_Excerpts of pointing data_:
━━━━━━━━

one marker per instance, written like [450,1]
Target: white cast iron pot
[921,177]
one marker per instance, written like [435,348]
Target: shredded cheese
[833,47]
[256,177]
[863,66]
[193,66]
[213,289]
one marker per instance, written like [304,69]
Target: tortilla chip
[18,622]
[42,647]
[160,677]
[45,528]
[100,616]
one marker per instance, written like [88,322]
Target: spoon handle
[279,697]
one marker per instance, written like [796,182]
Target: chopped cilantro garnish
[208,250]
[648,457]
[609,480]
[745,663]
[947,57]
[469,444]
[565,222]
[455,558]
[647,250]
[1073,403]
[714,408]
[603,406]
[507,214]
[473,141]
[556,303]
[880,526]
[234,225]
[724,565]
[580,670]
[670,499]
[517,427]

━━━━━━━━

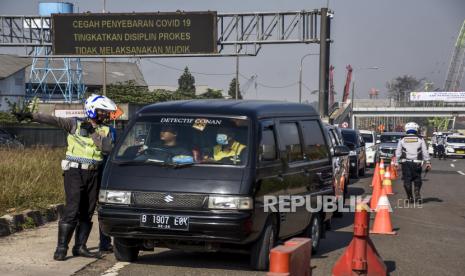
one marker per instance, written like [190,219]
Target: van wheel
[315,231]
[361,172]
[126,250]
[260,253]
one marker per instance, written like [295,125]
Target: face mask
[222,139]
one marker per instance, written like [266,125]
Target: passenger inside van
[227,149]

━━━━━━━━

_What needs to be done_: Locate each line of the material above that contains the word "like", and copy those lines in full.

_Answer to this exercise_:
one marker per instance, written like [450,1]
one marker per instance, written like [435,348]
one marker per instance, written like [304,69]
one marker per instance, written like [88,322]
one marker per instance, written like [796,182]
one marker per instance, written like [190,219]
one marker per instance, written like [295,125]
one marker per instance, written like [266,125]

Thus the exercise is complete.